◆ Task statement
Present the lines of the items below as a JSON list of strings, running from the line containing "mound and supply the bounding box coordinates." through the end of the items, one string per line and blank lines omitted.

▶

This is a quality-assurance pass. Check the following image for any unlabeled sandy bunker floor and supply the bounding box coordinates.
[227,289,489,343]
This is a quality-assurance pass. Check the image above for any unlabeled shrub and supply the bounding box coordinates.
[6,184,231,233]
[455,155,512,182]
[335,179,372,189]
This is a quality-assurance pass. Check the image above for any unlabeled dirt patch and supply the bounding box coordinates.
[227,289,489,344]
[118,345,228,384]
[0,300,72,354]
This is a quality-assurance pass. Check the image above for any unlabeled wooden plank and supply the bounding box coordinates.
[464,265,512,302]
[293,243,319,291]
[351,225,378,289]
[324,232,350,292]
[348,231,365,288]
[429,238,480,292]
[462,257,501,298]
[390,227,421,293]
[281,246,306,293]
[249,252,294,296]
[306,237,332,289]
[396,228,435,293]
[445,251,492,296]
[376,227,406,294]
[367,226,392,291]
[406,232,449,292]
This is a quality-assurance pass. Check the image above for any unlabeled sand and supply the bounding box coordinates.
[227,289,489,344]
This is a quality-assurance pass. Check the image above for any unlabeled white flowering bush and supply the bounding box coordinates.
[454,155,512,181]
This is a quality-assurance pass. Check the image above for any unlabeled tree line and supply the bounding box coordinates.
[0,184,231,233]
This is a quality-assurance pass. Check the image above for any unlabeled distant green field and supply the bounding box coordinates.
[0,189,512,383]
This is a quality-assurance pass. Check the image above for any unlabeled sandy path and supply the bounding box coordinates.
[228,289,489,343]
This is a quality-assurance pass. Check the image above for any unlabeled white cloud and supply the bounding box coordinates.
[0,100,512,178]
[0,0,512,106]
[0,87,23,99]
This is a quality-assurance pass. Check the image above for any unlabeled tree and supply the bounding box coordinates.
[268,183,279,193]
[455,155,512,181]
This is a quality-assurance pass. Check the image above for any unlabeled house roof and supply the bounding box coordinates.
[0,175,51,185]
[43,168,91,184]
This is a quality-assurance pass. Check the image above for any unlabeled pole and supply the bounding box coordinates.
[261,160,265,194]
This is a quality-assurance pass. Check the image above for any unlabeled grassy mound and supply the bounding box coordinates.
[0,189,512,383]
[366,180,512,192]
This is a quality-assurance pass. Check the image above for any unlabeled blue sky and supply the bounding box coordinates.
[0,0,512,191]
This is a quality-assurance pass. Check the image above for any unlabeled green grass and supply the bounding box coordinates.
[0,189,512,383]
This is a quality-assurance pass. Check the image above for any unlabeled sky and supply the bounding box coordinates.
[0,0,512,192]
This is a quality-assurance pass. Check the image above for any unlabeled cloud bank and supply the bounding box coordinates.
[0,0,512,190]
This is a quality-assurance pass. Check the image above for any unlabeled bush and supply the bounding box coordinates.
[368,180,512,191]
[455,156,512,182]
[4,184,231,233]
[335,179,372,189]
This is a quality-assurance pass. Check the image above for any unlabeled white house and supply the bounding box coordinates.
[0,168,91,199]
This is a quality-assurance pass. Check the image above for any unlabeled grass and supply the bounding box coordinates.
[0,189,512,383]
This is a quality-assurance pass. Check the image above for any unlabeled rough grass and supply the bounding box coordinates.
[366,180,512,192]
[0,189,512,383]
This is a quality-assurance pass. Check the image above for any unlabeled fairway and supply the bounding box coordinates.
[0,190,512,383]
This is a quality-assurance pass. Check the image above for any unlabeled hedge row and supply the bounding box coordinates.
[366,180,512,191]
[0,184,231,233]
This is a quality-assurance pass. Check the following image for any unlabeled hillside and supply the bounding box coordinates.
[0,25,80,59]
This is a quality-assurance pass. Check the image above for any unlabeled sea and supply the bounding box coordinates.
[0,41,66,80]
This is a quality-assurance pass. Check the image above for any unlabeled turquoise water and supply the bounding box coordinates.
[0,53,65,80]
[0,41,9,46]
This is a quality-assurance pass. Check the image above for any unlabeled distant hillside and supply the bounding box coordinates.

◀

◆ Exercise response
[
  "This is a quality-assurance pass. Check the image above for any unlabeled grassy mound and supply the bounding box coordinates.",
  "[0,189,512,383]",
  "[366,180,512,192]",
  "This is a quality-assurance pass. Check the image above for any unlabeled blue sky and supply the bounding box coordinates.",
  "[0,0,512,191]",
  "This is a quality-assurance pass. Check the image above for any unlabeled green grass and supply the bounding box coordinates.",
  "[0,189,512,383]",
  "This is a quality-assurance pass. Check the image above for any unlabeled sky and supply the bounding box coordinates.",
  "[0,0,512,192]",
  "This is a quality-assurance pass. Check the image above for any unlabeled cloud bank and supply the bounding box coordinates.",
  "[0,0,512,190]",
  "This is a quality-assurance pass. Check the image above for any unlabeled bush and supply the bounding box coordinates.",
  "[368,180,512,191]",
  "[455,156,512,182]",
  "[4,184,231,233]",
  "[335,179,372,189]",
  "This is a quality-assurance pass. Check the image above for any unlabeled white house and supply the bounding box coordinates.",
  "[0,168,91,199]",
  "This is a quality-assurance pass. Check the image above for any unlabeled grass and supply the bounding box coordinates.",
  "[0,189,512,383]",
  "This is a quality-assurance pass. Check the image above for any unlabeled rough grass and supply the bounding box coordinates.",
  "[366,180,512,192]",
  "[0,189,512,383]",
  "This is a quality-assurance pass. Check the image above for any unlabeled fairway and supply the bounding box coordinates.",
  "[0,190,512,383]",
  "This is a quality-assurance pass. Check the image above for any unlabeled hedge row and supply the bounding box coordinates.",
  "[366,180,512,191]",
  "[0,184,231,233]",
  "This is a quality-assurance pass. Check the following image for any unlabeled hillside and supply the bounding box coordinates.",
  "[0,25,80,59]",
  "This is a quality-assurance pass. Check the image above for any unlabeled sea and supply the bounding box coordinates.",
  "[0,41,66,80]",
  "This is a quality-assurance pass. Check the image above for any unlabeled turquoise water and supply the bounding box coordinates.",
  "[0,53,65,80]",
  "[0,41,9,46]",
  "This is a quality-assurance pass. Check the image above for any unlabeled distant hillside and supply the bounding box coordinates."
]